** Text block follows **

A new study of Australian humpback whales provides researchers with a disheartening discovery: their melancholy songs are on the decline. The graceful mammals have instead resorted to other methods of attracting mates: violence.
Their songs are an ever-evolving language allowing the animals to communicate with each other. The whale song is believed to have multiple purposes, but perhaps the most important purpose is to find a mate. This new discovery, however, suggests that this purpose is gradually declining. Instead of singing to one another, the whales have resorted to fighting and charging potential competitors.
Researchers believe that there is a very obvious cause of this change in behavior: whale populations and the history of whaling. The process of hunting whales to gather resources such as meat and blubber had a large impact on the population of whales in the 1960s. This process threatened the extinction of humpback whales, but most countries have made it illegal to participate in this practice, with few exceptions. This ban has allowed the humpback populations to grow, causing the animals to come into contact with one another more frequently. Therefore, rather than singing their romantic gestures, the males don’t risk the potential of alerting other males to their presence.
“When there were fewer of them, there was a lot of singing—now that there are lots of them, no need to be singing so much,” Marine biologist Rebecca Dunlop said.
Scientists used hydrophone buoys to record whale songs and compared the data to the recordings of previous years. These buoys are set up alongside the whales’ migration route that led to Antarctica. Observers also took visual recordings of the whales to understand their behavior. The research reveals that widespread singing was prominently used in the late 1990s, and that the fighting began in the 2000s.
Some males continue to participate in the typical well-known song in order to attract females. However, the majority have abandoned the practice.

** End of Text block **
** Input data follows **

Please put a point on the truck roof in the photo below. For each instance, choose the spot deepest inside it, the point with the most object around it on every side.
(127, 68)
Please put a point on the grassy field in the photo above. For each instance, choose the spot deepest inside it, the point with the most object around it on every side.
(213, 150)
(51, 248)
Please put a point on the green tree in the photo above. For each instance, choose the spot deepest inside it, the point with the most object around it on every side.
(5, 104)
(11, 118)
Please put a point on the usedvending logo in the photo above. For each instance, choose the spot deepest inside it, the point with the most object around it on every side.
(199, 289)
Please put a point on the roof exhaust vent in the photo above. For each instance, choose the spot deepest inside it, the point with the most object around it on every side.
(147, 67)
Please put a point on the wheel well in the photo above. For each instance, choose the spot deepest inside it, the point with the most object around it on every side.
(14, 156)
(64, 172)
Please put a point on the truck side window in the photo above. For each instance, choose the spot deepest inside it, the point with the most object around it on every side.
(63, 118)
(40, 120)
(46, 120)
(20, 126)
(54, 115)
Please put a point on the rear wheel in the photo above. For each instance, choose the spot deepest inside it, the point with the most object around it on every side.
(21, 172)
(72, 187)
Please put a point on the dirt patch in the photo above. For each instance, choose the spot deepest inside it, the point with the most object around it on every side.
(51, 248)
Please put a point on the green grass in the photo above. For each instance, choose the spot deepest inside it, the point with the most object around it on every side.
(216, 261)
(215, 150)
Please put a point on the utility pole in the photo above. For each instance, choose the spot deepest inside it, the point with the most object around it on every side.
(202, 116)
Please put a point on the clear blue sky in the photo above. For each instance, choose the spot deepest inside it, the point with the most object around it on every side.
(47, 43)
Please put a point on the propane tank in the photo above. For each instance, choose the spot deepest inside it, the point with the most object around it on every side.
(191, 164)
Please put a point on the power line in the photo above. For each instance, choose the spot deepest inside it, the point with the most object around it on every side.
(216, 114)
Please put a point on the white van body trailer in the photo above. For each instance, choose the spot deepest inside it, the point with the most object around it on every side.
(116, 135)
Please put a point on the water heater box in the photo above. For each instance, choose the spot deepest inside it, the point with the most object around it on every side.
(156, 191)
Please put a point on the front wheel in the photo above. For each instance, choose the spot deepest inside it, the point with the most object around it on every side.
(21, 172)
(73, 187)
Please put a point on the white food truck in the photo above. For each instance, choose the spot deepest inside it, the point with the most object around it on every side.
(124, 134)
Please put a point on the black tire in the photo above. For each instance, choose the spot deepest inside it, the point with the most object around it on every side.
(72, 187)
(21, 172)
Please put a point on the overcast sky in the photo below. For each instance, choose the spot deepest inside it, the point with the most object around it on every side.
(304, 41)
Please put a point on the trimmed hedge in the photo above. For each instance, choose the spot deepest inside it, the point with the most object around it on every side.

** End of Input data **

◆ **Exercise details**
Give again the part of the humpback whale text from "Researchers believe that" down to "to their presence.", word for word. The dataset records have no connection to the humpback whale text.

◆ **Solution below**
Researchers believe that there is a very obvious cause of this change in behavior: whale populations and the history of whaling. The process of hunting whales to gather resources such as meat and blubber had a large impact on the population of whales in the 1960s. This process threatened the extinction of humpback whales, but most countries have made it illegal to participate in this practice, with few exceptions. This ban has allowed the humpback populations to grow, causing the animals to come into contact with one another more frequently. Therefore, rather than singing their romantic gestures, the males don’t risk the potential of alerting other males to their presence.